> [REQUIRED TASK]
Reproduce the records below exactly as they appear.
● ● ●
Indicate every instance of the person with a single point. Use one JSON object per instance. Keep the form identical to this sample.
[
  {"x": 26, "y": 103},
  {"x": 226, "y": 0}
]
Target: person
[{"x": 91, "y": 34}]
● ● ●
> [ANSWER]
Indicate every instance of the person with a single point. Use one JSON object per instance. Keep the form identical to this sample.
[
  {"x": 26, "y": 103},
  {"x": 226, "y": 0}
]
Target: person
[{"x": 91, "y": 34}]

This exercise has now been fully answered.